__PAGE TEXT__
## START
登录查看更多内容

Why and How the world is facing problem of Big Data

Chetan Vyas

MLOps | DevOps | Hybrid MultiCLoud | Ansible | Flutter | RedHat Linux | Openstack

发布日期: 2020年9月17日

What is Big Data ?

Big Data is also data but with a huge size. Big Data is a term used to describe a collection of data that is huge in volume and yet growing exponentially with time. In short such data is so large and complex that none of the traditional data management tools are able to store it or process it efficiently.

The term “big data” refers to data that is so large, fast or complex that it’s difficult or impossible to process using traditional methods. The act of accessing and storing large amounts of information for analytics has been around a long time. But the concept of big data gained momentum in the early 2000s when industry analyst Doug Laney articulated the now-mainstream definition of big data as the three V’s:

Volume: Organizations collect data from a variety of sources, including business transactions, smart (IoT) devices, industrial equipment, videos, social media and more. In the past, storing it would have been a problem – but cheaper storage on platforms like data lakes and Hadoop have eased the burden.

Velocity: With the growth in the Internet of Things, data streams in to businesses at an unprecedented speed and must be handled in a timely manner. RFID tags, sensors and smart meters are driving the need to deal with these torrents of data in near-real time.

Variety: Data comes in all types of formats – from structured, numeric data in traditional databases to unstructured text documents, emails, videos, audios, stock ticker data and financial transactions.

Some Facts :

Big data is getting bigger every minute in almost every sector, be it tech, media, retail, financial service, travel, and social media, to name just a few. The volume of data processing we are talking about is mind-boggling. Here is some statistical information to give you an idea:

The weather channels receive 18,055,555 forecast requests every minute.
## END
__WHAT TO DO__
- a) In the big data article, who articulated the three V's definition of big data?
- b) Please change "free-text query" to "text prompt" in the part of the records that opens with their first line and closes with the line containing "883 96 943 172". Leave everything else unchanged, and return only that part.

__DATA PROVIDED__
## START
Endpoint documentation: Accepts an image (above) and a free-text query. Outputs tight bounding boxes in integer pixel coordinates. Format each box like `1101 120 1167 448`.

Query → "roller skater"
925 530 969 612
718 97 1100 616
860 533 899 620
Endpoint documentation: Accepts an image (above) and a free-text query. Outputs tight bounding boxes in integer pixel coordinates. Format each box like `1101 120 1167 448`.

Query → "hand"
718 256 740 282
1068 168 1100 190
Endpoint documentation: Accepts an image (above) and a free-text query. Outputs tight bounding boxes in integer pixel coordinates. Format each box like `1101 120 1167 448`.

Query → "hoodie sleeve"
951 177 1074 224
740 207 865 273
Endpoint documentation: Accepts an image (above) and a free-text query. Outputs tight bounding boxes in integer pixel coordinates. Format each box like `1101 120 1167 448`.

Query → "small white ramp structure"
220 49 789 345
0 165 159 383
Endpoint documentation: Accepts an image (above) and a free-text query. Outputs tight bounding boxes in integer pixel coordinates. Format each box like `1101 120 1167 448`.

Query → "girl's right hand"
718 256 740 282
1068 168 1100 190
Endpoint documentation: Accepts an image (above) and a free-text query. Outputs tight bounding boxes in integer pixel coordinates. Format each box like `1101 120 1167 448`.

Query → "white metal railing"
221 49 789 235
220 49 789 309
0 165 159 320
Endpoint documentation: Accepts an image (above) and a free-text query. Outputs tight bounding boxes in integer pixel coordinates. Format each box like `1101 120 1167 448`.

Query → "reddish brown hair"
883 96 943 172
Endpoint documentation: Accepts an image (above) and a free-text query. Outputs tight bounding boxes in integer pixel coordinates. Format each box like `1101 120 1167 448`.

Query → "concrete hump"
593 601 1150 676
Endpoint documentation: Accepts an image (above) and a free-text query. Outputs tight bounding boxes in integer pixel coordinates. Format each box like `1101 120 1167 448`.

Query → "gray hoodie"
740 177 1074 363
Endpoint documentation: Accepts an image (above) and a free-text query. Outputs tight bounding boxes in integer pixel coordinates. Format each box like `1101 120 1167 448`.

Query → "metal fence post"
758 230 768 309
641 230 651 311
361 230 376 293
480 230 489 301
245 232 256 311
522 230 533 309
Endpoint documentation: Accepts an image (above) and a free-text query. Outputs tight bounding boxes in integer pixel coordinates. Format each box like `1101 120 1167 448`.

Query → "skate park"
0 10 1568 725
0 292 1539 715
## END
__ANSWERS TO THE TASKS__
- a) Industry analyst Doug Laney.

- b)
Endpoint documentation: Accepts an image (above) and a text prompt. Outputs tight bounding boxes in integer pixel coordinates. Format each box like `1101 120 1167 448`.

Query → "roller skater"
925 530 969 612
718 97 1100 616
860 533 899 620
Endpoint documentation: Accepts an image (above) and a text prompt. Outputs tight bounding boxes in integer pixel coordinates. Format each box like `1101 120 1167 448`.

Query → "hand"
718 256 740 282
1068 168 1100 190
Endpoint documentation: Accepts an image (above) and a text prompt. Outputs tight bounding boxes in integer pixel coordinates. Format each box like `1101 120 1167 448`.

Query → "hoodie sleeve"
951 177 1074 224
740 207 865 273
Endpoint documentation: Accepts an image (above) and a text prompt. Outputs tight bounding boxes in integer pixel coordinates. Format each box like `1101 120 1167 448`.

Query → "small white ramp structure"
220 49 789 345
0 165 159 383
Endpoint documentation: Accepts an image (above) and a text prompt. Outputs tight bounding boxes in integer pixel coordinates. Format each box like `1101 120 1167 448`.

Query → "girl's right hand"
718 256 740 282
1068 168 1100 190
Endpoint documentation: Accepts an image (above) and a text prompt. Outputs tight bounding boxes in integer pixel coordinates. Format each box like `1101 120 1167 448`.

Query → "white metal railing"
221 49 789 235
220 49 789 309
0 165 159 320
Endpoint documentation: Accepts an image (above) and a text prompt. Outputs tight bounding boxes in integer pixel coordinates. Format each box like `1101 120 1167 448`.

Query → "reddish brown hair"
883 96 943 172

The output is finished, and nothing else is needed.